• Arbeitsauftrag: Zähle alle städtebaulichen Faktoren auf, die laut dem Text über kommunikative Stadtplanung mit dem System berechnet und simuliert werden konnten.

• Zu prüfender Text:
************
Kommunikative Stadtplanung, 1988-1996

Ein weiterer Forschungsschwerpunkt ART+COMs Ende der 1980er und Anfang der 1990er Jahre lag auf der Entwicklung eines vernetzen Datensystems, das im Rahmen städtebaulicher Planungen eingesetzt werden konnte. Die Forschungsreihe war von der DeTeBerkom zur Entwicklung von Diensten und Anwendungen für zukünftige Breitbandnetze beauftragt.

Das System sollte dezentral arbeitenden Architekt*innen, Städteplaner*innen, Ingenieur*innen und Verwaltungen den Zugriff auf alle verfügbaren Informationen zu einem städtebaulichen Objekt oder Areal ermöglichen, inklusive 3D-Echtzeitvisualiserungen und Prozesssimulationen, um planerische Entscheidungen zu erleichtern.

In dem Forschungsprojekt „Neue Medien im Städtebau“ entwickelte ART+COM eine vernetzte Bilddatenbank, auf die alle Planungsbeteiligten zugreifen konnten. Ziel war, mithilfe von 3D-Visualisierung und Simulation sowohl den Ist-Zustand als auch die möglichen Bebauungsvarianten virtuell erfahrbar zu machen. Zudem konnten städtebaulich relevante Faktoren wie Thermik, Lärm, Verkehrsfluss, Licht/Schatten und Luftverschmutzung kalkuliert und simuliert werden.

Das entwickelte System wurde auf eine konkrete Planungsaufgabe angewendet: Die Visualisierung und Simulation des neuen Berliner Regierungsviertels, dessen städtebauliche Planung mit dem Umzug der Regierung von Bonn nach Berlin anstand. ART+COM beteiligte sich 1992 mit einem eigenen Entwurf am internationalen städtebaulichen Ideenwettbewerb Spreebogen, der zum Ziel hatte, die wichtigsten Parlaments- und Regierungsbauten an diesem Ort zu versammeln. Der von ART+COM eingereichte Vorschlag sah vor, die zentralen Regierungsbauten auf einer künstlichen Spreeinsel zu bauen. Bei der Entwurfsentwicklung und dreidimensionalen Darstellung kam das eigene System zur Anwendung. Der Entwurf schaffte es auf den 10. Platz von über 800 Einreichungen und wurde angekauft.
************
• Gegebene Daten:
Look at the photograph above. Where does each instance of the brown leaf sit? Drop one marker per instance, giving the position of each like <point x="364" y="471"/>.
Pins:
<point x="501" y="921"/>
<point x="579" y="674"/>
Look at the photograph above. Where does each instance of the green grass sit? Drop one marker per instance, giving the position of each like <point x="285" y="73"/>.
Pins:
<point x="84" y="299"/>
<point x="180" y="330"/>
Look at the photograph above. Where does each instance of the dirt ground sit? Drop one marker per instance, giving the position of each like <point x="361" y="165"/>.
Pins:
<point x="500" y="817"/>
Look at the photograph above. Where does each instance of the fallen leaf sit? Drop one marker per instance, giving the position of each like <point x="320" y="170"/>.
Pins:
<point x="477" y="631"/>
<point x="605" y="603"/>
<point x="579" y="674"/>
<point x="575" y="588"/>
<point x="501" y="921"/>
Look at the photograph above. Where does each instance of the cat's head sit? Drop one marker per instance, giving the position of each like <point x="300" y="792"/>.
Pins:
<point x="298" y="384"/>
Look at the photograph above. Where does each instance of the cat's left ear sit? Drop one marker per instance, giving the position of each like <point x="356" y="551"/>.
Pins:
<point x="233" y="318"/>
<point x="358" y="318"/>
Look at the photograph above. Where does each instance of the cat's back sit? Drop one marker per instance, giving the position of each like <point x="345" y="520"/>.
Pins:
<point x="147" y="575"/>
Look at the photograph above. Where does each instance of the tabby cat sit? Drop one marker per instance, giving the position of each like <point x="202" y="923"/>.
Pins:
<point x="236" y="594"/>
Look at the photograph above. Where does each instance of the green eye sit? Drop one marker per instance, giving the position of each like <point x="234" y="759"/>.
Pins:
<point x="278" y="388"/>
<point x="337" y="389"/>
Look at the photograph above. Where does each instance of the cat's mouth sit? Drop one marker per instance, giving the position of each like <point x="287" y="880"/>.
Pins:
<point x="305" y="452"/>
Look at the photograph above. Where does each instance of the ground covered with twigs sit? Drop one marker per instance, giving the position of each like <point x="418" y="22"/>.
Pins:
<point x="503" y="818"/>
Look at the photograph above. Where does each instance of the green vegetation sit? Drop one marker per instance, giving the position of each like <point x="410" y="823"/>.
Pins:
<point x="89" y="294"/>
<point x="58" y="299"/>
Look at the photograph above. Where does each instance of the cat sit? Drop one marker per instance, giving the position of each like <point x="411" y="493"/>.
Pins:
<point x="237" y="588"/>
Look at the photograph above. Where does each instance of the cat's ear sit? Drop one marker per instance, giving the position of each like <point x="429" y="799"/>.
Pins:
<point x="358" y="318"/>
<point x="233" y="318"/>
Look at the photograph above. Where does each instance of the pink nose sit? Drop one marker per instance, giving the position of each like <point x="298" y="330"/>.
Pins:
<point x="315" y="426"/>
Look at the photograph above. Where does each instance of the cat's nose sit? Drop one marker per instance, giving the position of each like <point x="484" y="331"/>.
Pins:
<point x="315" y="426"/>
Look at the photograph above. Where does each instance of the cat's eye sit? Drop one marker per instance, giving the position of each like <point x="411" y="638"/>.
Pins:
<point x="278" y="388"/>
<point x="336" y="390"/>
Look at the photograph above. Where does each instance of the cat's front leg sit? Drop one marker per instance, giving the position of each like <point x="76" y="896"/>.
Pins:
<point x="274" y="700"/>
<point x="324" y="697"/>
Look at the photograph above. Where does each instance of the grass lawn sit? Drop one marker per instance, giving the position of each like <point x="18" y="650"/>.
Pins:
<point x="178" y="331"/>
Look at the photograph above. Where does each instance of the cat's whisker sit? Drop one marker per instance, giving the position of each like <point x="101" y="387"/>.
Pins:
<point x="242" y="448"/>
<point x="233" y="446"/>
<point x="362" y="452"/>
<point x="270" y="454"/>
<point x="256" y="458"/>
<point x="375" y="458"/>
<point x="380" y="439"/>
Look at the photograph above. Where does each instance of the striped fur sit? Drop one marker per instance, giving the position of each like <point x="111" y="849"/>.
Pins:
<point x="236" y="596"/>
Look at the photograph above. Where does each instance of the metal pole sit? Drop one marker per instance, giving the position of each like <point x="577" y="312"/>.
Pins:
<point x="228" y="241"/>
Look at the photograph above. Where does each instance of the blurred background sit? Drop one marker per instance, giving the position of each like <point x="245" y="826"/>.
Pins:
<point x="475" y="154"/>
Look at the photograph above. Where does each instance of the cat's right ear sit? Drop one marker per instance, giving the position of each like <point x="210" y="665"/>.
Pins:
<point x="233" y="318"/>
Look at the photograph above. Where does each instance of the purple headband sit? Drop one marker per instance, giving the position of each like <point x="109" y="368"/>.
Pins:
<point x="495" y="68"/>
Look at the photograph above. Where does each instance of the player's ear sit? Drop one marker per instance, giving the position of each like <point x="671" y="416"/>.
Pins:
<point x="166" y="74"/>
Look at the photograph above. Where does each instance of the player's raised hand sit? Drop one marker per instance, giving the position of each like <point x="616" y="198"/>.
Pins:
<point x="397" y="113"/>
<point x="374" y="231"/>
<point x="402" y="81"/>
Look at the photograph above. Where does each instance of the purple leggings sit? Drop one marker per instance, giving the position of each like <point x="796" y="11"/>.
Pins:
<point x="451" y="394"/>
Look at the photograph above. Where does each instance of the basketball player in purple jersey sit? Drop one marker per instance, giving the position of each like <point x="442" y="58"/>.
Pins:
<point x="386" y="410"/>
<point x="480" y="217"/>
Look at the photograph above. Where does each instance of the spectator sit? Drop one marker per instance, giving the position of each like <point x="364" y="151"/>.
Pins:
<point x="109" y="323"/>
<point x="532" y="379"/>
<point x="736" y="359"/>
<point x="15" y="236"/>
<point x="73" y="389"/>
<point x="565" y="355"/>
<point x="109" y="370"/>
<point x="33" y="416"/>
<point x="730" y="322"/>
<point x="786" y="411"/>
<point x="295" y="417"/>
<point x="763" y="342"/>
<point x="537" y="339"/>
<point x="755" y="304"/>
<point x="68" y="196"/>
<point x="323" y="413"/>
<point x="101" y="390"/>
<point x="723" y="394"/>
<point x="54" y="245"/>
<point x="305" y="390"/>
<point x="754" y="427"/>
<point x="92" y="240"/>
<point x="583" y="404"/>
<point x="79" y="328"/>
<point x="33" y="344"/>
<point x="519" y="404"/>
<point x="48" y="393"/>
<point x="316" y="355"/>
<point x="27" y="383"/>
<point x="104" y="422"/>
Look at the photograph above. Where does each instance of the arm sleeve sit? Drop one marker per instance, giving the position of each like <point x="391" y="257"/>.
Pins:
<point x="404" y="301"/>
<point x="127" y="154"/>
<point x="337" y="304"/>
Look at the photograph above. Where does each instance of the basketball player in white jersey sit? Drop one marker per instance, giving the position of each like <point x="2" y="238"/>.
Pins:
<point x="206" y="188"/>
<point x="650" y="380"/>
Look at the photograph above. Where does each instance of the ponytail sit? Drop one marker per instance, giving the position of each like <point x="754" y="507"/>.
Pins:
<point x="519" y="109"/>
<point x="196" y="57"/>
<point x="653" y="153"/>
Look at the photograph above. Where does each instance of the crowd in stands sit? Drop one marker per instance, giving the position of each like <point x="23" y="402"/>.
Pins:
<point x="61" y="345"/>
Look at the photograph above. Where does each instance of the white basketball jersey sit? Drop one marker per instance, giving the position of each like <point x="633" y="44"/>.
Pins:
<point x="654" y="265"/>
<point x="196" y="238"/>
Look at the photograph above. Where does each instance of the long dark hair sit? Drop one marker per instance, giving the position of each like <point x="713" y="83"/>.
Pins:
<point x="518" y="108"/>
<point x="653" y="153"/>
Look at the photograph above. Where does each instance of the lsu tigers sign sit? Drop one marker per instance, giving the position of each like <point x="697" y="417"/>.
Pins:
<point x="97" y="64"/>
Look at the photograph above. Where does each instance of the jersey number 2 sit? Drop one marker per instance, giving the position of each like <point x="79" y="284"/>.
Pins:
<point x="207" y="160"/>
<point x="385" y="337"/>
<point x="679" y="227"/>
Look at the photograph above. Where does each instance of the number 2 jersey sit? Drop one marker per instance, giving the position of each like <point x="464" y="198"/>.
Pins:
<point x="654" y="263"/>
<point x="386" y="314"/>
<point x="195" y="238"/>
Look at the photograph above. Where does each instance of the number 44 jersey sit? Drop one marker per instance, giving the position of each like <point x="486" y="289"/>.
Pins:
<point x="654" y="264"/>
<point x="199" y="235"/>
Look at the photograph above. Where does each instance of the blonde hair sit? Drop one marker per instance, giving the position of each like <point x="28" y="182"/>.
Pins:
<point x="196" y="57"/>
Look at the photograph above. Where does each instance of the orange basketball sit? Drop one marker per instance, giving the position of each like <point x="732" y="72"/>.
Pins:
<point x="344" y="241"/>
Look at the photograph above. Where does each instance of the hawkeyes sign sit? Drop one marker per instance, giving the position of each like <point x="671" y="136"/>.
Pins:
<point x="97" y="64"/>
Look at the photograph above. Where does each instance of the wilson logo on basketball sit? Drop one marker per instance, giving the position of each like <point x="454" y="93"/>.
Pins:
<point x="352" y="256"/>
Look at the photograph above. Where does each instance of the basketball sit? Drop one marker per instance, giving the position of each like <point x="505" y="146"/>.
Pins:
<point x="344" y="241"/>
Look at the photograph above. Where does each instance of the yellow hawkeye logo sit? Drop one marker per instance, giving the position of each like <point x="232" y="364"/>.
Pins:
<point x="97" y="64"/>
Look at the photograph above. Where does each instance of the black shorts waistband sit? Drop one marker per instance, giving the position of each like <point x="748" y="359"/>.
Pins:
************
• Lösung:
- Thermik
- Lärm
- Verkehrsfluss
- Licht/Schatten
- Luftverschmutzung